EXERCISE DIRECTIONS — Copy the lines below word for word, leaving out the pictures.

RECORD SET —
• • • • •
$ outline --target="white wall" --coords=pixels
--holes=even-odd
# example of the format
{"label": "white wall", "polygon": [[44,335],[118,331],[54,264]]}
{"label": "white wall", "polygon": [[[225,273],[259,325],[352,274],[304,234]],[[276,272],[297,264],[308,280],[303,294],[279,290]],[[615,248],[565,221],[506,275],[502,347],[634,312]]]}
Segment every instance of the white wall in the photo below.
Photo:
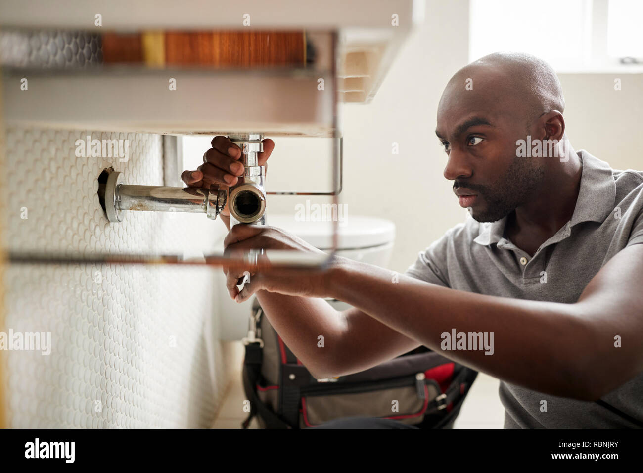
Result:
• • • • •
OUTPUT OF THE TASK —
$ outline --target="white wall" --coords=pixels
--holes=even-odd
# example of the format
{"label": "white wall", "polygon": [[44,335],[118,331],[54,264]]}
{"label": "white wall", "polygon": [[[225,273],[259,325],[352,274],[304,234]],[[276,272],[297,264],[308,280],[303,294],[279,290]],[[615,248],[565,221],[506,275],[502,347],[634,312]]]}
Segment every instance of the white wall in the photo below.
Photo:
Result:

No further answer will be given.